_Material for this exercise_.
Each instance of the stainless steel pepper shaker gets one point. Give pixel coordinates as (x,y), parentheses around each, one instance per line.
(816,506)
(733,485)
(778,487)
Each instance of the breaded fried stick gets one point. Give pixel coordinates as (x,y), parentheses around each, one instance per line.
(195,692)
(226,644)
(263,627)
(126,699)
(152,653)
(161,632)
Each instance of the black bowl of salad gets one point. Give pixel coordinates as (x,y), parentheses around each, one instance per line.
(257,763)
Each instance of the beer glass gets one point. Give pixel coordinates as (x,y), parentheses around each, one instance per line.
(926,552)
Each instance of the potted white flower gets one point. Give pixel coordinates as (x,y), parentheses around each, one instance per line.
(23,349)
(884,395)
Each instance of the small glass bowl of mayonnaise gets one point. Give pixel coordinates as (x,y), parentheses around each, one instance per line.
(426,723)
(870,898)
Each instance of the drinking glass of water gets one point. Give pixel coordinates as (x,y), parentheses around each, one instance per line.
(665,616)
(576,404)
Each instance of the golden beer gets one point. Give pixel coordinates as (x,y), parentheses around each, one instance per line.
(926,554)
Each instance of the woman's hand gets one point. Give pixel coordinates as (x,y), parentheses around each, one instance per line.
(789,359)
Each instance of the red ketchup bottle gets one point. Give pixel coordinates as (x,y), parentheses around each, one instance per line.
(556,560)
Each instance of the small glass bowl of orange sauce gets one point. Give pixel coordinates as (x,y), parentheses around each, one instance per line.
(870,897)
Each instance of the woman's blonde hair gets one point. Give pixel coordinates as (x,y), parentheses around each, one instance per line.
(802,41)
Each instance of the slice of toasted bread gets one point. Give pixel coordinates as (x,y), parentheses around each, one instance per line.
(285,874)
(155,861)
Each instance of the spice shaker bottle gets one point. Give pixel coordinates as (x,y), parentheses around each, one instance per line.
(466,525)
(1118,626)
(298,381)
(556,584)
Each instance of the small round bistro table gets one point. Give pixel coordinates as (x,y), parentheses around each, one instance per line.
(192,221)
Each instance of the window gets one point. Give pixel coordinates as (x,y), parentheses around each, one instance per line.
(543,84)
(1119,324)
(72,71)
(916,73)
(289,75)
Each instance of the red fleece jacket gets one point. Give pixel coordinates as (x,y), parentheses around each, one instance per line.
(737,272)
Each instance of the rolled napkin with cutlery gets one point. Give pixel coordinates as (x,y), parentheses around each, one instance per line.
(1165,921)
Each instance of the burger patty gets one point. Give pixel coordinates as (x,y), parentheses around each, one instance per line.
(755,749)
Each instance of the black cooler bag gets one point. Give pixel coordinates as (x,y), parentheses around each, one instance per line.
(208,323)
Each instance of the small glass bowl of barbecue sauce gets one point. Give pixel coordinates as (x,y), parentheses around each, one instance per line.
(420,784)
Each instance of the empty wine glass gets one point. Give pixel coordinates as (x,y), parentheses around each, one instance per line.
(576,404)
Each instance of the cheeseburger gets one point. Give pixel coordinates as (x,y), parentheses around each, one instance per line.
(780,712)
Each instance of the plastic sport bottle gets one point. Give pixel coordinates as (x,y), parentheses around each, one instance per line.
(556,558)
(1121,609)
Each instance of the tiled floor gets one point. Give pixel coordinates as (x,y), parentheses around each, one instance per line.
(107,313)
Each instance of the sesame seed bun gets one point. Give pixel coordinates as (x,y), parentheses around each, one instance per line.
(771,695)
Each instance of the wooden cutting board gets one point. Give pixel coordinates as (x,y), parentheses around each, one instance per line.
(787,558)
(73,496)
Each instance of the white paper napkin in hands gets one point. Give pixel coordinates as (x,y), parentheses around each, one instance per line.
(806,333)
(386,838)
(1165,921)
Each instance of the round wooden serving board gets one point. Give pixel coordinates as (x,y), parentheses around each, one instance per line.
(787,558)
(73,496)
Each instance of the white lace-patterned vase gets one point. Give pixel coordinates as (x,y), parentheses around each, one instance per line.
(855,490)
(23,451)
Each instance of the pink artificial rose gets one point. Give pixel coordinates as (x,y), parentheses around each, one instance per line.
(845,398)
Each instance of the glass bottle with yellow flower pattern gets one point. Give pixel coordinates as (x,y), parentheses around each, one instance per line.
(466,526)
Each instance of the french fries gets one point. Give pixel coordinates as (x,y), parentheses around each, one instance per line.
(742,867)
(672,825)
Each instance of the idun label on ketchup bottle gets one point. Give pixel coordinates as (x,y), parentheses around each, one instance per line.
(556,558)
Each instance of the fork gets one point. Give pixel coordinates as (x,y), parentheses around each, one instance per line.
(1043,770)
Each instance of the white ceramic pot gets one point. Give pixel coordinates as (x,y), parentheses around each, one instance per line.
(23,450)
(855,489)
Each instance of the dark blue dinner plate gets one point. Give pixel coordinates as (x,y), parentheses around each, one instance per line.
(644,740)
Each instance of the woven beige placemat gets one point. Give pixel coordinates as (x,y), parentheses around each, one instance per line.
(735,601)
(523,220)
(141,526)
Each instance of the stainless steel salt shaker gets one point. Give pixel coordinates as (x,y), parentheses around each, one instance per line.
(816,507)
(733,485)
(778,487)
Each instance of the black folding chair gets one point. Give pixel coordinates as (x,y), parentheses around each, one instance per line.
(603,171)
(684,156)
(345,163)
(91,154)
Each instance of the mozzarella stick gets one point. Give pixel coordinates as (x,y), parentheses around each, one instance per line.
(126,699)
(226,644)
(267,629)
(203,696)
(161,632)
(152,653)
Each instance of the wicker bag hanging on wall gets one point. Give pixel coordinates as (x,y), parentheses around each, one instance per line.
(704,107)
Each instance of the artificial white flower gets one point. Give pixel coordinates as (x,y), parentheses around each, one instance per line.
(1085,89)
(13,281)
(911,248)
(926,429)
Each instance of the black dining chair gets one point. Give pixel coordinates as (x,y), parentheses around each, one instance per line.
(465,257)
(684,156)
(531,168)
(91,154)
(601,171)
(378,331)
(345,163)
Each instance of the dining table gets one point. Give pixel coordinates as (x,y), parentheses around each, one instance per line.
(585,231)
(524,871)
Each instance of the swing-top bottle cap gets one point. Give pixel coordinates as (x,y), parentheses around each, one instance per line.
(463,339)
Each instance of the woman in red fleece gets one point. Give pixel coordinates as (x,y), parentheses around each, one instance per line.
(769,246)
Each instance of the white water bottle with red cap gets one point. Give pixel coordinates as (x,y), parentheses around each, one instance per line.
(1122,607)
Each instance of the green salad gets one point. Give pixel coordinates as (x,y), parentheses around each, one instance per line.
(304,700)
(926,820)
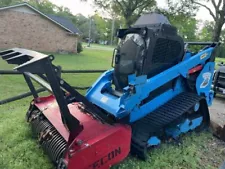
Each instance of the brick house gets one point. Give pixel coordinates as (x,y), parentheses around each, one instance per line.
(24,26)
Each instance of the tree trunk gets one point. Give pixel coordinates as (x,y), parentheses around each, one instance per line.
(217,30)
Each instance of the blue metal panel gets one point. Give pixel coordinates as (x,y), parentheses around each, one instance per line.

_Problem_.
Retype all of the entries exactly as written, leaving out any images.

_The solution_.
Each instance of the stainless steel pepper shaker gets one point. Give pixel coordinates as (x,y), parentheses around each, one instance per line.
(816,506)
(733,485)
(778,487)
Each instance of the breaded fried stick gets one point. Give pixel coordinates as (x,y), parentheses around each, one instance per line.
(195,692)
(226,644)
(263,627)
(126,699)
(152,653)
(161,632)
Each instance of the black bowl of salad gets one point. Give pixel coordinates as (x,y), parentheses around each, one instance per line.
(257,763)
Each instance of the beer glass gets one point. Give pixel coordinates as (x,y), parentheses around each, one instance per line.
(926,552)
Each instance of the potted white flower gets one point. Give pixel coordinates as (x,y), parentheses around each, one instance per line.
(23,349)
(884,395)
Each instance of the small glass bowl of mayonnaise gets one point. Give pixel coordinates as (x,y), parentheses around each, one instance per line.
(426,723)
(870,898)
Each instance of the drinking glass of water gets one point. Give pixel coordinates as (x,y), parentheses around each, one instance per line.
(665,616)
(576,404)
Each instance of the golden beer gets one point. Give pixel coordinates as (x,y), parentheses around each, one instance per line.
(926,554)
Each instance of the woman's hand gets one point. Give pixel coordinates as (x,y), parentheses around each, one instance per line.
(789,359)
Each instance of the red ketchup bottle gets one point. Give pixel coordinates as (x,y), parentheses around each, one instance per line.
(556,560)
Each instance of the small glass bowl of orange sauce gets one point. Give pixel coordinates as (x,y), parentheses around each, one instance per line.
(870,897)
Each instance of the woman's blonde hair gets one point. Give pixel coordinates as (x,y), parentheses around each, one instance per line.
(802,41)
Each instance of the slice of toasted bread gets one point. Give pixel coordinates as (x,y), parentheses around each, one instance per line.
(285,874)
(155,861)
Each instance of the spice shaker bottle gets one point. Give pixel coordinates as (x,y), parentheses around each, one instance per line.
(466,525)
(1118,626)
(298,381)
(556,584)
Each instance of the small round bistro table gets one point. Give pixel coordinates as (x,y), parentheses around each, one instance per line.
(192,221)
Each instance of the window gets one point. Give pixel coordinates as (x,y), parentheses around each, one instance per line.
(543,84)
(1119,324)
(72,71)
(916,73)
(289,75)
Each instance of the red fleece jacket gets one point. Give pixel coordinates as (x,y), parentheses around each, one instance per line.
(737,272)
Each instance of the rolled napkin with cutlery gets one point. Give pixel coordinates as (x,y), parentheses around each, one instance per line.
(1165,921)
Each instance of the burger patty gets one point. Give pixel coordinates as (x,y), parentheses around each, one instance per line.
(755,749)
Each instance of the black cooler bag gets one point. Give pixel coordinates as (x,y), parentheses around each, one instance per line.
(208,323)
Each instance of the small glass bowl of barbecue sauce gets one point. Give pixel coordinates as (x,y), parentheses around each, one instance per line.
(420,784)
Each instance of the empty wine glass gets one point. Give pixel coordinates as (x,y), parentheses around each, one instance per line.
(576,404)
Each instance of the cheeseburger gets one point. Give pixel coordinates as (x,y), parentheses around each, one instance per line.
(780,712)
Each instance of the plastic sport bottle gets one point. Give pixel coordinates as (x,y), parentheses around each, one instance per line.
(556,558)
(1121,609)
Each instance of the tiled floor gets one point. Give pixel coordinates as (x,y), parentheses around each, one instance per line.
(107,313)
Each instance of the sesame seed bun gets one point. Give pixel coordinates as (x,y), parentheses around each, one instance per line.
(771,695)
Each instance of the wooden cutting board gets one point. Give pixel coordinates as (x,y), parentheses around each, one instance per line.
(787,558)
(73,496)
Each instance of the white paper napkin in hands gets one point. Give pixel coordinates as (x,y), parentheses around each, one instance per line.
(806,333)
(386,838)
(1165,921)
Each instance of the round wooden serving board gets one point. Give pixel coordinates as (x,y), parentheses around each, one instance per line.
(787,558)
(73,496)
Each instance of the white lace-patterned vase gets one point. Give pixel coordinates as (x,y), parentheses around each, one instance per line.
(855,490)
(23,451)
Each instance of the pink artificial rose gets one point. Give pixel coordinates as (x,y), parentheses around each, one instance per line.
(845,398)
Each instance of the glass bottle with yellow flower pattern gets one point. Give pixel coordinates as (x,y), parentheses around each, one instance per line.
(466,526)
Each instance of the french fries gets one point. Give pixel coordinates as (x,y), parentheses around each, one instance per line.
(742,867)
(672,825)
Each instance of the idun label on ketchup bottle gets one point. Give pixel coordinates as (x,y), parentheses around each, one instance per line.
(556,558)
Each instance of the fork gets one point. Give pixel coordinates as (x,y), parentheses around each, one instance per line.
(1043,770)
Each instance of the white ceramic pot gets one point. Give pixel coordinates as (x,y), parentheses around each, one instance per line.
(23,450)
(855,489)
Each instance of the dark blue dinner plate gets one point. Give pixel coordinates as (x,y), parentheses around each, one instance per line.
(644,740)
Each instance of the woven beige placemat gets one point. Give pixel coordinates as (x,y), parentheses around each, one instance per line.
(735,601)
(523,220)
(141,526)
Each instance of the stainless steel salt shaker gets one point. Give pixel coordinates as (x,y), parentheses around each, one instance per line.
(816,507)
(733,485)
(778,487)
Each instance of the black folding chair gets one point. Give pixel coordinates as (x,y), parentheses around each, one instance per line.
(603,171)
(684,156)
(345,163)
(91,154)
Each instance of the mozzarella stick gets one point. Give pixel coordinates as (x,y), parentheses around each, one instance per line.
(126,699)
(226,644)
(267,629)
(203,696)
(161,632)
(152,653)
Each instance of the wicker bag hanging on wall gets one point. Give pixel coordinates as (x,y), parentheses around each, one instance per line.
(704,107)
Each instance of the artificial white flower gets one point. Give pixel coordinates as (x,y), parentheses around each, one instance per line.
(1085,89)
(13,281)
(911,248)
(926,429)
Each instance of the black dining chair gets one point. Give pixel coordinates as (x,y), parentheses around each, one instance per line.
(465,257)
(684,156)
(531,168)
(91,154)
(601,171)
(378,331)
(345,163)
Each instance of the dining table gets one point. Give pixel coordinates as (x,y), parentheses around each, one instance per line.
(585,231)
(524,871)
Each instance of the swing-top bottle cap gets one point. Give pixel coordinates as (x,y), parentheses around each, one instance per line.
(463,339)
Each instance of the woman in red fleece gets one point. Give pixel coordinates as (x,y), parentheses around each, one instance per line.
(769,246)
Each instance of the white water bottle with red cap gets one point. Give pixel coordinates as (x,y), parentheses around each, one instance per line.
(1122,607)
Each instance of the green salad gets one point. Give pixel coordinates as (x,y), parentheses around each, one instance per line.
(304,700)
(926,820)
Each instance of the brick house gets one point. Give pixel coordinates as (x,y), parentheses around each, one instance per line.
(24,26)
Each instance of the tree trunk gets one point. Give pixel coordinates as (x,y), parentheses around each, one instance per line.
(217,30)
Each instance of the blue metal panel gets one point. Give pixel coordinates as (x,y), parentheses around each, one instance per line.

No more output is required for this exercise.